▶ [Task item]:
Please write out each entry exactly as it appears.

▶ [Collection entries]:
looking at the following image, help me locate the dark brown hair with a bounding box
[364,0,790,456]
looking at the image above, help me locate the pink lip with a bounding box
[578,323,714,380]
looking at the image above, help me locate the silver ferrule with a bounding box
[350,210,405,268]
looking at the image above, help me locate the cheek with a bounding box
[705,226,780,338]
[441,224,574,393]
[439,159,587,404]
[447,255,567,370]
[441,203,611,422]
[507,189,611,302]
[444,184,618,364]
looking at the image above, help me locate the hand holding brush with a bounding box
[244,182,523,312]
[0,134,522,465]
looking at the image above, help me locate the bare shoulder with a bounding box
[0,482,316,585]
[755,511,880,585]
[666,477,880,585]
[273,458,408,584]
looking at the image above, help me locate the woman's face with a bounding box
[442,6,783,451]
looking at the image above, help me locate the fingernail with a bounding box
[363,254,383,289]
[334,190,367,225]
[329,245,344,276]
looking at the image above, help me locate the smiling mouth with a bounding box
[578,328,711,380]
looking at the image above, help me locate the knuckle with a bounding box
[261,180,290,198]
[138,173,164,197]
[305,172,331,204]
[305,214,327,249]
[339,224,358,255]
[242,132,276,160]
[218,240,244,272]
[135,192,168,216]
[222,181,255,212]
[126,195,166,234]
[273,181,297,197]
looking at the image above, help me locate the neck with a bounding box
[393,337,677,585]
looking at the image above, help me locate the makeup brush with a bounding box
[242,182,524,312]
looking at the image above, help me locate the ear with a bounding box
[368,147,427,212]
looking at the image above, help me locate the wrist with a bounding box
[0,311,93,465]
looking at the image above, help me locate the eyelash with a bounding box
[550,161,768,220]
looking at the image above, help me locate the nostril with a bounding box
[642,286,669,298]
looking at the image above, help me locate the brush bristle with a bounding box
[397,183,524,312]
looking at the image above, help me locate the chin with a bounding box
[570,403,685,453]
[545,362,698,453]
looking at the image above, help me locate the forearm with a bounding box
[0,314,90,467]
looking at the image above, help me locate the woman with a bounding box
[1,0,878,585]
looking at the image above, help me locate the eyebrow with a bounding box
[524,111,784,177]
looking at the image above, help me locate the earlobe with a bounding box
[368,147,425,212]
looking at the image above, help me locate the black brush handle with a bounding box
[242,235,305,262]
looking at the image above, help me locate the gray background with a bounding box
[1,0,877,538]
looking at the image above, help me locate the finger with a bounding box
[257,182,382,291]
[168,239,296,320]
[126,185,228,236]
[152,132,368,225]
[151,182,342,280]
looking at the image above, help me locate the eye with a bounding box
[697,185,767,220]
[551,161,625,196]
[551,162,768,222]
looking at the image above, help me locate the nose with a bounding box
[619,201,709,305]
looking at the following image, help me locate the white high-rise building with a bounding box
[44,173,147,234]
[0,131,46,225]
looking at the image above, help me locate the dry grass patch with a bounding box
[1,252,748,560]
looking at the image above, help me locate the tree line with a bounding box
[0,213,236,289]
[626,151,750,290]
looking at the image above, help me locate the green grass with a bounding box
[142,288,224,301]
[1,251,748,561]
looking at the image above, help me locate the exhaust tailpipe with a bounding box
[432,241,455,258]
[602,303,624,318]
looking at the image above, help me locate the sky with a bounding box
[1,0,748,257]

▶ [Exercise response]:
looking at the following image, help me locate the dark brown hair with a bounding box
[364,0,790,456]
looking at the image above, help me locate the pink lip with a bounding box
[578,323,714,380]
looking at the image above, help me locate the silver ferrule with a bounding box
[350,210,405,268]
looking at the image above, help me locate the cheek with a bounding box
[705,226,780,338]
[441,224,574,393]
[439,159,587,404]
[447,255,567,370]
[441,203,611,422]
[507,189,611,302]
[444,184,618,364]
looking at the image above, help me locate the hand holding brush with a bounding box
[244,182,523,312]
[0,134,522,465]
looking at the image above, help me locate the bare shoulder with a bounding box
[0,482,316,585]
[755,511,880,585]
[666,477,880,585]
[273,458,408,584]
looking at the image above, help me locate the woman's face with a bounding box
[442,6,783,451]
looking at the image above, help me locate the fingernail with a bounding box
[363,254,383,289]
[334,190,367,225]
[329,245,344,276]
looking at the image above, help me locate the smiling mouth with a bounding box
[578,328,711,380]
looking at the image above, help me locate the knuckle with a bounding box
[261,180,290,198]
[138,173,164,197]
[305,172,331,204]
[305,214,327,249]
[339,224,358,255]
[242,132,276,160]
[218,240,244,272]
[135,192,168,216]
[222,181,255,212]
[126,195,166,234]
[273,181,297,197]
looking at the image above, help me locate the neck with a bounding box
[393,337,677,585]
looking at the image above, help me locate the makeup brush with a bounding box
[242,182,524,312]
looking at the image above, help me locate the ear with a bounding box
[368,147,427,212]
looking at the image above, help me locate the wrist with a bounding box
[0,311,93,465]
looking at the image above, help me locate the eyelash with a bounding box
[550,161,768,220]
looking at the image above, help me locate the nostril with a bounding box
[642,286,669,298]
looking at the image above, help me locate the brush bristle with a bounding box
[397,183,524,312]
looking at the image above, help me locate the chin with a bounding box
[570,403,685,453]
[545,362,698,453]
looking at the image above, help me locate the forearm with a bounding box
[0,314,90,467]
looking at the image above, help me locate the woman with a bounding box
[1,0,878,585]
looking at the image above, help me locate the eyebrow with a bounding box
[524,111,784,177]
looking at the image above, help me locate the earlobe with a bounding box
[368,147,425,212]
looking at the image above, help me locate the black brush handle with a bounding box
[242,235,305,262]
looking at the image above, help me locate the gray background with a bounding box
[1,0,877,538]
looking at the image above, help me locate the finger with a bounding box
[257,182,382,291]
[168,239,296,320]
[126,185,228,236]
[152,132,368,225]
[151,182,342,280]
looking at the image above, help me locate the eye with a bounding box
[697,185,767,220]
[551,161,625,196]
[551,162,768,222]
looking at the image above, help me locate the nose with a bounding box
[619,201,709,305]
looking at the following image, help me locate the white high-rise building with a bounding box
[44,173,147,234]
[0,131,46,225]
looking at the image above, help me locate the dry grass patch with a bounding box
[1,252,748,560]
looking at the image above, help me locate the tree line with a bounding box
[0,213,236,289]
[626,151,750,290]
looking at the image above, help me locate the green grass with a bounding box
[142,288,224,301]
[1,251,748,561]
looking at the image above, help me locate the exhaust tailpipe with a bounding box
[432,241,455,258]
[602,303,624,318]
looking at the image above, help me locate the sky with a bounding box
[1,0,748,257]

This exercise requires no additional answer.